Try it
Could you transcribe the article on the April 2022 Mopti region attacks below in full, keeping every word and character unchanged?

Reading text
- April 2022 Mopti region attacks: Part of Mali War
| Date | April 24, 2022 |
| Location | Sévaré, Niono, and Bapho, Mopti region, Mali |
| Result | Tactical Katibat Macina victory, strategic Malian victory |

Belligerents
- Mali: Katibat Macina

Casualties and losses
- 15 soldiers killed 20 soldiers injured: 11 jihadists killed

= April 2022 Mopti region attacks =

Killings in Mopti region, Mali

On April 24, 2022, militants from Katibat Macina attacked Malian Army bases in the cities of Sévaré, Niono, and Bapho, all in central Mali's Mopti Region. The attacks killed fifteen soldiers and six civilians.

== Prelude ==
Katibat Macina is a part of the al-Qaeda aligned Jama'at Nasr al-Islam wal Muslimin, which formed in 2017 as a coalition of five jihadist groups that originally rebelled against the Malian government in 2012. Katibat Macina is unique in the fact that it mainly conducts operations in central Mali's Mopti Region, in particular Macina Cercle. In March 2022, the Malian army, along with Russian paramilitary Wagner Group, laid siege to the JNIM-controlled town of Moura. In the siege, Malian and Wagner forces detained and tortured a number of civilians, with the UN estimating 300 civilians were killed.

Dataset
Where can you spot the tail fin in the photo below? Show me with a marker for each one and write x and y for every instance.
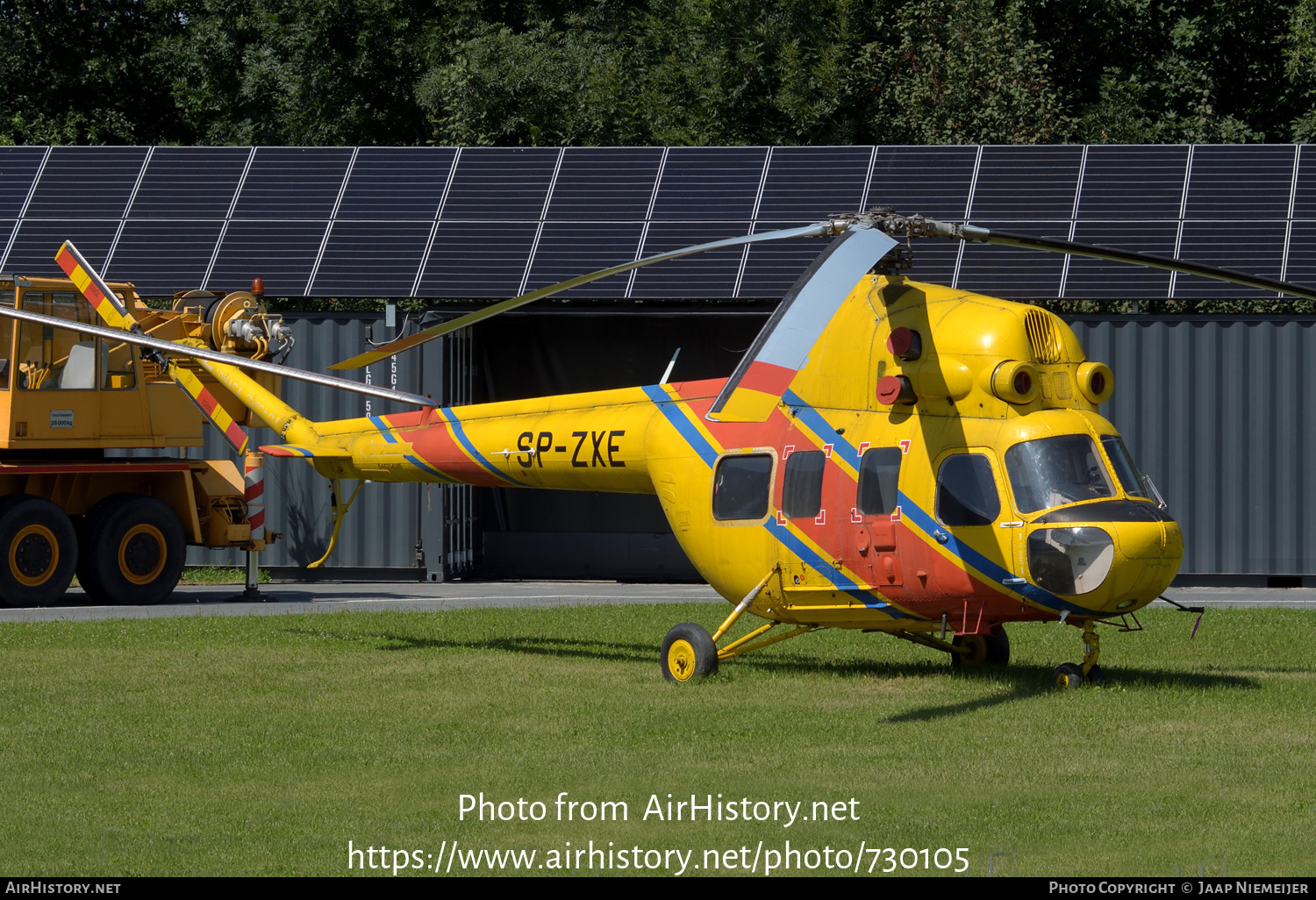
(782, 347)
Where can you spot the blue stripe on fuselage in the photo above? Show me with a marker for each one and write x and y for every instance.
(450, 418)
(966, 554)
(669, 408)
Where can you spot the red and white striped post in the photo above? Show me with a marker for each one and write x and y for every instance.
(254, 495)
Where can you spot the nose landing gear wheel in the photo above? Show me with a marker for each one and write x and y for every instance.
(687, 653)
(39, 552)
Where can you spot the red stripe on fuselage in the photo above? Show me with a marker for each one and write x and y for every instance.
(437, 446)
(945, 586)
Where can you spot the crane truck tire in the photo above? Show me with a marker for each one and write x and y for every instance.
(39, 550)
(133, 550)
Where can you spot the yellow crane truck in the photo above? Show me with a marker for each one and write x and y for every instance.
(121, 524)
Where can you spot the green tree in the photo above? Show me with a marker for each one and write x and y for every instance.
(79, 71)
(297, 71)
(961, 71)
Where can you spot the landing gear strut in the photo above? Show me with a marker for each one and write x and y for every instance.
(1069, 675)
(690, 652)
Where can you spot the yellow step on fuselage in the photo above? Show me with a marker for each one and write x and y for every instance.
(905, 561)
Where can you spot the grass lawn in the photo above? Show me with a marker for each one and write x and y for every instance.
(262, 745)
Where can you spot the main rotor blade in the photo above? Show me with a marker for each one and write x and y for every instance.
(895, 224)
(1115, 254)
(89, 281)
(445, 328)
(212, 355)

Written solution
- April 2022 Mopti region attacks: Part of Mali War
| Date | April 24, 2022 |
| Location | Sévaré, Niono, and Bapho, Mopti region, Mali |
| Result | Tactical Katibat Macina victory, strategic Malian victory |

Belligerents
- Mali: Katibat Macina

Casualties and losses
- 15 soldiers killed 20 soldiers injured: 11 jihadists killed

= April 2022 Mopti region attacks =

Killings in Mopti region, Mali

On April 24, 2022, militants from Katibat Macina attacked Malian Army bases in the cities of Sévaré, Niono, and Bapho, all in central Mali's Mopti Region. The attacks killed fifteen soldiers and six civilians.

== Prelude ==
Katibat Macina is a part of the al-Qaeda aligned Jama'at Nasr al-Islam wal Muslimin, which formed in 2017 as a coalition of five jihadist groups that originally rebelled against the Malian government in 2012. Katibat Macina is unique in the fact that it mainly conducts operations in central Mali's Mopti Region, in particular Macina Cercle. In March 2022, the Malian army, along with Russian paramilitary Wagner Group, laid siege to the JNIM-controlled town of Moura. In the siege, Malian and Wagner forces detained and tortured a number of civilians, with the UN estimating 300 civilians were killed.